Language of document : ECLI:EU:T:2019:419

ORDER OF THE GENERAL COURT (Seventh Chamber)

6 June 2019 (*)

(Procedure — Taxation of costs)

In Case T‑477/15 DEP,

European Dynamics Luxembourg SA, established in Luxembourg (Luxembourg),

European Dynamics Belgium SA, established in Brussels (Belgium),

Evropaïki Dynamiki — Proigmena Systimata Tilepikoinonion Pliroforikis kai Tilematikis AE, established in Athens (Greece),

represented by M. Sfyri, lawyer,

applicants,

v

European Chemicals Agency (ECHA), represented by M. Heikkilä and C. Bergerat, acting as Agents,

defendant,

APPLICATION for taxation of costs lodged by the European Chemicals Agency (ECHA) following the judgment of the General Court of 1 February 2018, European Dynamics Luxembourg and Others v ECHA (T‑477/15, not published, EU:T:2018:52),

THE GENERAL COURT (Seventh Chamber),

composed of V. Tomljenović, President, E. Bieliūnas and A. Marcoulli (Rapporteur), Judges,

Registrar: E. Coulon,

makes the following

Order

 Facts, procedure and forms of order sought

1        By application lodged at the Court Registry on 20 August 2015, the applicants, European Dynamics Luxembourg SA, European Dynamics Belgium SA and Evropaïki Dynamiki — Proigmena Systimata Tilepikoinonion Pliroforikis kai Tilematikis AE, brought an action (i) under Article 263 TFEU for annulment of the decisions notified by letters of 25 June 2015 by which the European Chemicals Agency (ECHA) rejected the tender of the European Dynamics consortium for Contract No ECHA/2014/86 for the provision of IT services for the IT applications of ECHA and awarded that contract to another tenderer and (ii) under Article 268 TFEU for compensation for the damage which they claimed to have suffered.

● Listed records
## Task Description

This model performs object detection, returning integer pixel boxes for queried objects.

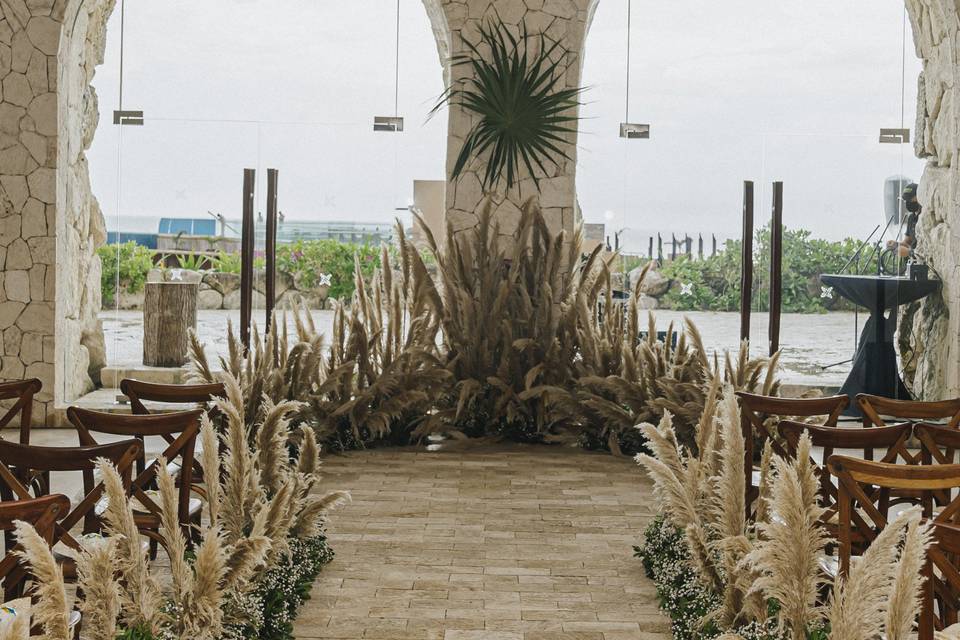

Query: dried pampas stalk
[14,520,70,640]
[742,433,827,640]
[156,456,193,602]
[297,425,320,478]
[884,521,933,640]
[97,459,161,632]
[200,413,221,525]
[756,438,773,522]
[77,538,120,640]
[187,327,217,383]
[827,508,920,640]
[188,527,227,640]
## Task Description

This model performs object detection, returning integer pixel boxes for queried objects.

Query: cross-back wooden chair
[0,439,141,564]
[67,407,203,553]
[827,455,960,576]
[737,391,850,510]
[0,378,43,444]
[0,494,70,600]
[917,523,960,640]
[120,378,227,415]
[778,420,915,542]
[857,393,960,428]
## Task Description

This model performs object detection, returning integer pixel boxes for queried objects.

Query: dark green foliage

● Set tasks
- a) Summarize the court order excerpt in two sentences.
- b) Translate this sentence from the court order excerpt into French: "By application lodged at the Court Registry on 20 August 2015, the applicants, European Dynamics Luxembourg SA, European Dynamics Belgium SA and Evropaïki Dynamiki — Proigmena Systimata Tilepikoinonion Pliroforikis kai Tilematikis AE, brought an action (i) under Article 263 TFEU for annulment of the decisions notified by letters of 25 June 2015 by which the European Chemicals Agency (ECHA) rejected the tender of the European Dynamics consortium for Contract No ECHA/2014/86 for the provision of IT services for the IT applications of ECHA and awarded that contract to another tenderer and (ii) under Article 268 TFEU for compensation for the damage which they claimed to have suffered."
- c) List every individual person named in the court order excerpt.

● Expected responses
- a) This order of the General Court's Seventh Chamber, dated 6 June 2019 in Case T‑477/15 DEP, deals with an application for taxation of costs. The European Chemicals Agency (ECHA) lodged the application after the Court's judgment of 1 February 2018 in an action by three European Dynamics companies, which had sought annulment of ECHA's decisions rejecting their consortium's tender for an IT services contract and awarding it to another tenderer, along with compensation for damage they claimed to have suffered.

- b) Par requête déposée au greffe du Tribunal le 20 août 2015, les requérantes, European Dynamics Luxembourg SA, European Dynamics Belgium SA et Evropaïki Dynamiki — Proigmena Systimata Tilepikoinonion Pliroforikis kai Tilematikis AE, ont introduit un recours i) au titre de l'article 263 TFUE tendant à l'annulation des décisions notifiées par lettres du 25 juin 2015 par lesquelles l'Agence européenne des produits chimiques (ECHA) a rejeté l'offre du consortium European Dynamics pour le marché n° ECHA/2014/86 relatif à la fourniture de services informatiques pour les applications informatiques de l'ECHA et a attribué ce marché à un autre soumissionnaire et ii) au titre de l'article 268 TFUE tendant à la réparation du préjudice qu'elles affirmaient avoir subi.

- c)
- M. Sfyri
- M. Heikkilä
- C. Bergerat
- V. Tomljenović
- E. Bieliūnas
- A. Marcoulli
- E. Coulon